#### [TEXT PASSAGE]
The use of restricted mean survival time to estimate the treatment effect in randomized clinical trials when the proportional hazards assumption is in doubt

Abstract

In most randomized clinical trials (RCTs) with a right-censored time-to-event outcome, the hazard ratio is taken as an appropriate measure of the effectiveness of a new treatment compared with a standard-of-care or control treatment. However, it has long been known that the hazard ratio is valid only under the proportional hazards (PH) assumption. This assumption is formally checked only rarely. Some recent trials, particularly the IPASS trial in lung cancer and the ICON7 trial in ovarian cancer, have alerted researchers to the possibility of gross non-PH, raising the critical question of how such data should be analyzed. Here, we propose the use of the restricted mean survival time at a prespecified, fixed time point as a useful general measure to report the difference between two survival curves. We describe different methods of estimating it and we illustrate its application to three RCTs in cancer. The examples are graded from a trial in kidney cancer in which there is no evidence of non-PH, to IPASS, where the opposite is clearly the case. We propose a simple, general scheme for the analysis of data from such RCTs. Key elements of our approach are Andersen's method of 'pseudo-observations,' which is based on the Kaplan-Meier estimate of the survival function, and Royston and Parmar's class of flexible parametric survival models, which may be used for analyzing data in the presence or in the absence of PH of the treatment effect.

#### [DIRECTIONS]
Answer these questions from the abstract on restricted mean survival time:
1. Which two recent trials alerted researchers to the possibility of gross non-PH?
2. In which type of cancer was the trial that showed no evidence of non-PH?
3. On what estimate is Andersen's method of pseudo-observations based?
The records are not needed for any of this.

#### [DATA EXTRACTS]
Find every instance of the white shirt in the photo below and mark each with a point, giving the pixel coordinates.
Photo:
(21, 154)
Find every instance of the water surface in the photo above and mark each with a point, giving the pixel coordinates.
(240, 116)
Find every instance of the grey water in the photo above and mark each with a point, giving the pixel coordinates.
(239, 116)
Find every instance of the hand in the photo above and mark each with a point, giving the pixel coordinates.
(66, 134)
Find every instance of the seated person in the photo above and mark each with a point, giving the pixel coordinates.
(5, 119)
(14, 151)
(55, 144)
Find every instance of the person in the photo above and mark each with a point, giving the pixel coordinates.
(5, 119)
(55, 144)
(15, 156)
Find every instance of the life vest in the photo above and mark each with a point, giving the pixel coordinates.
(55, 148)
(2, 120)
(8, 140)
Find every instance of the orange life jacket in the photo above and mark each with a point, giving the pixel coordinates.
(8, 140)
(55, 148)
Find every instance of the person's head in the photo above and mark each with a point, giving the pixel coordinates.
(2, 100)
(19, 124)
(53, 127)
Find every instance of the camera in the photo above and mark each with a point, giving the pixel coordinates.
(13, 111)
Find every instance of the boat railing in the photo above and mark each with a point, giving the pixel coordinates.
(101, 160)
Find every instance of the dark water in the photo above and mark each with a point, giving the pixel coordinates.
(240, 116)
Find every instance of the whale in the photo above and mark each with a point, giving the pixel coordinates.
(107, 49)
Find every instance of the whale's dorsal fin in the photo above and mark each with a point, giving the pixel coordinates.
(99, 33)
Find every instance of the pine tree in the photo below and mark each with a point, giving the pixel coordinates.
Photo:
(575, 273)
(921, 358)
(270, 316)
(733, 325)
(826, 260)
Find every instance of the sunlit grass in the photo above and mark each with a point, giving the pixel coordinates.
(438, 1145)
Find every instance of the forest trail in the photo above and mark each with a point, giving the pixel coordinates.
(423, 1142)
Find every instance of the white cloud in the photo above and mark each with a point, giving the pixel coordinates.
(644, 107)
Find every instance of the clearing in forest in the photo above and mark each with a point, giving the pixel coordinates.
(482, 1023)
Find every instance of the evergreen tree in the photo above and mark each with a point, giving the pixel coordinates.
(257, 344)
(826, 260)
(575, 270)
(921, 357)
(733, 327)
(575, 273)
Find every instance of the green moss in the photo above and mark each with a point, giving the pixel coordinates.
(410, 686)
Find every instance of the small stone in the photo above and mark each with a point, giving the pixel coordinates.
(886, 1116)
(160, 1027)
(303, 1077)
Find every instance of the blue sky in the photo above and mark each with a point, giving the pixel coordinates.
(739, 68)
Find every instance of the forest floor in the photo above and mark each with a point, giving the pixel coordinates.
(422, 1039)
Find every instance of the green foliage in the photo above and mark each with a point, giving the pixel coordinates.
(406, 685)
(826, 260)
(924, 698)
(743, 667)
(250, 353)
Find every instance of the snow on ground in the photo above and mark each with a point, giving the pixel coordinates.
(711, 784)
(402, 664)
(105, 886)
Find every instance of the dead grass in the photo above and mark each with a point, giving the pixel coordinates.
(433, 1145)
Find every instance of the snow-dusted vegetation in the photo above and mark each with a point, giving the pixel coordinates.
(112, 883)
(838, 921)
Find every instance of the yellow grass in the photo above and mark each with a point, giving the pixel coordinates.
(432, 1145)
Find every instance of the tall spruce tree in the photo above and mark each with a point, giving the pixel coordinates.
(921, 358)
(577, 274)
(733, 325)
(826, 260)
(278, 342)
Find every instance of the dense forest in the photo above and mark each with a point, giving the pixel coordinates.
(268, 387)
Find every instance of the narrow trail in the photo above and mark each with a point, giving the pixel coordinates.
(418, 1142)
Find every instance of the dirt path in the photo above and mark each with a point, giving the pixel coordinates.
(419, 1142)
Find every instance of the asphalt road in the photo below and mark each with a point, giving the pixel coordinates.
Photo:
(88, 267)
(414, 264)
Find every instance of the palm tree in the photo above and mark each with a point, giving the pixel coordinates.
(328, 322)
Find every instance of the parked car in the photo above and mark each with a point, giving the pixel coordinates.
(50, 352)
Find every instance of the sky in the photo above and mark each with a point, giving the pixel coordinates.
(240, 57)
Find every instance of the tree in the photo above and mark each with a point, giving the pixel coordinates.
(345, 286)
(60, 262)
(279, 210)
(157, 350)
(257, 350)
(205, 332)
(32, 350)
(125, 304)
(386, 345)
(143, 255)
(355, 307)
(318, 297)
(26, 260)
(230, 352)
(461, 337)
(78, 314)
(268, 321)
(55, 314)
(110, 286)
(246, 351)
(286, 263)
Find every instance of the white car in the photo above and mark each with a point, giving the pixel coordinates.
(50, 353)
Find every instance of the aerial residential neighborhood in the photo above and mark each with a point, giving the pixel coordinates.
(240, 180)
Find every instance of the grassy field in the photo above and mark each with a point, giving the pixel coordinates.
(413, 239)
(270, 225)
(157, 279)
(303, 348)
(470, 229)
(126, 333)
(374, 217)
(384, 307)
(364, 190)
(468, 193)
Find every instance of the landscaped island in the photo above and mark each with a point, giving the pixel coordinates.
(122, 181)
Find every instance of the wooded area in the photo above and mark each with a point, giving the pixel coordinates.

#### [TASK RESULT]
1. The IPASS trial in lung cancer and the ICON7 trial in ovarian cancer.
2. Kidney cancer.
3. The Kaplan-Meier estimate of the survival function.